WORK TO BE COMPLETED:
From the first line to the last, repeat the data exactly but leave out the pictures.
------------------------------------------------
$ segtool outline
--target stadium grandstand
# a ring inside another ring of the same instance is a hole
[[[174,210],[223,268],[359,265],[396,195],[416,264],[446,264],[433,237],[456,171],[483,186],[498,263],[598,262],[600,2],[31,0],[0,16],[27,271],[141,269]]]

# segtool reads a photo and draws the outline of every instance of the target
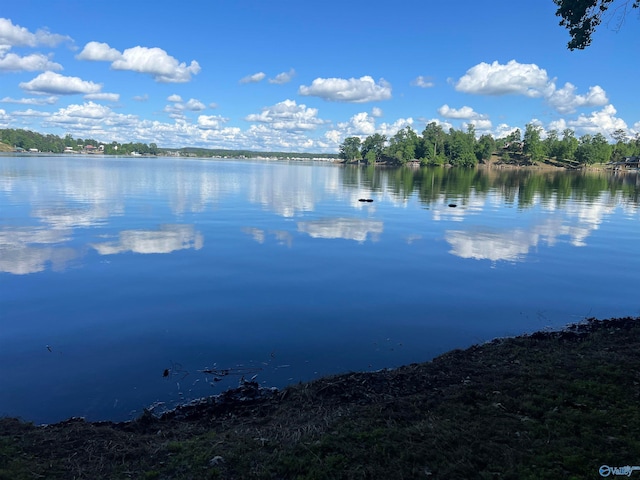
------------------------------------------------
ANSWER SECTION:
$ segtool outline
--target stadium grandstand
# a ring inside another ring of the same instance is a hole
[[[174,210],[223,268],[359,265],[396,195],[416,264],[446,264],[433,237],[456,171],[483,186],[498,263],[598,262],[600,2],[31,0],[0,16],[27,271],[141,269]]]

# segtool reads a photo and draws the outline of every instance of the target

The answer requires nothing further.